Dr. Michael J. Urick is Graduate Director of the Master of Science in Management: Operational Excellence program, and Associate Professor of Management and Operational Excellence at the Alex G. McKenna School of Business, Economics, and Government. Dr. Urick teaches courses related to organizational behavior, human resources, culture, leadership, diversity, conflict, supply chain, operations and research methods. Professionally, Urick serves on the board of the Institute for Supply Management (Pittsburgh) and belongs to the Society for Human Resource Management and APICS. For fun, Urick enjoys music and, since 1998, has led and performed with Neon Swing X-perience, a jazz band that has released multiple albums and toured portions of the US. He enjoys watching movies, is an avid reader of fantasy and science fiction, and also likes to fence.

* _RECORD LIST_
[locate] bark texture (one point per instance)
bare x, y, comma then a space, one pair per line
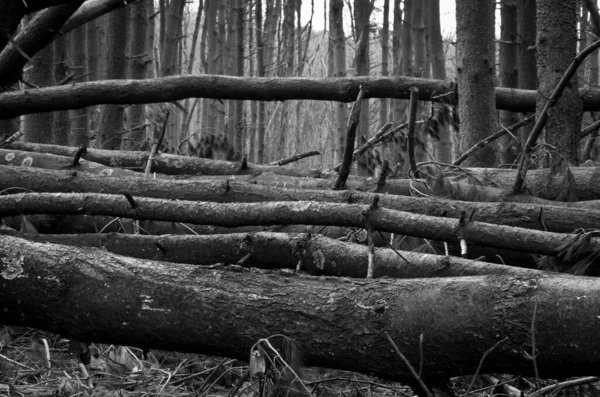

==

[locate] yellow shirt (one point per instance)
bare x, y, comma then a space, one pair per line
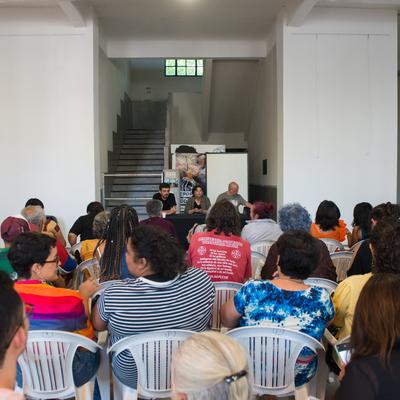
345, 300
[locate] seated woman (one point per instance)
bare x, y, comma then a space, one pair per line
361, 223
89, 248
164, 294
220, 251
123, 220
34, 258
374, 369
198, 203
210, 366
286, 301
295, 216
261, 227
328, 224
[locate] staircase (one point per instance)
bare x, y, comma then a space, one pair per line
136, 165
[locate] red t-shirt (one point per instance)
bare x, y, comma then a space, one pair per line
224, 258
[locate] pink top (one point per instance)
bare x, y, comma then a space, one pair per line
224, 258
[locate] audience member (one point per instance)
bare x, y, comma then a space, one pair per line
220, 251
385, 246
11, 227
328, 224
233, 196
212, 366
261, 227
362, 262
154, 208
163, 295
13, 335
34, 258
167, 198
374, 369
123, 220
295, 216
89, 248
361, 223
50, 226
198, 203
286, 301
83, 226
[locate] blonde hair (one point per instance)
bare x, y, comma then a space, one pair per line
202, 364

* _LIST OF TASKS_
1. Retype the faculty profile from "Dr. Michael J." up to and including "likes to fence.".
2. Write what comes next in the faculty profile, beginning after its last sentence.
The items are unrelated material and stand apart from the faculty profile.

* _PER-TASK ANSWERS_
1.
Dr. Michael J. Urick is Graduate Director of the Master of Science in Management: Operational Excellence program, and Associate Professor of Management and Operational Excellence at the Alex G. McKenna School of Business, Economics, and Government. Dr. Urick teaches courses related to organizational behavior, human resources, culture, leadership, diversity, conflict, supply chain, operations and research methods. Professionally, Urick serves on the board of the Institute for Supply Management (Pittsburgh) and belongs to the Society for Human Resource Management and APICS. For fun, Urick enjoys music and, since 1998, has led and performed with Neon Swing X-perience, a jazz band that has released multiple albums and toured portions of the US. He enjoys watching movies, is an avid reader of fantasy and science fiction, and also likes to fence.

2.
David Safin, C'00, has been a lecturer in the communication department since the Fall of 2003, and has served in a variety of administrative roles since the summer of 2004. Currently, he teaches multimedia in the communication department as an assistant professor. 

Dr. Michael Krom received his Doctorate in philosophy at Emory University in 2007 and is currently the chair of the philosophy department at Saint Vincent. He has authored a book on religion and politics and continues to publish works in Catholic moral and political thought. Dr. Krom also directs the Faith and Reason summer program every summer.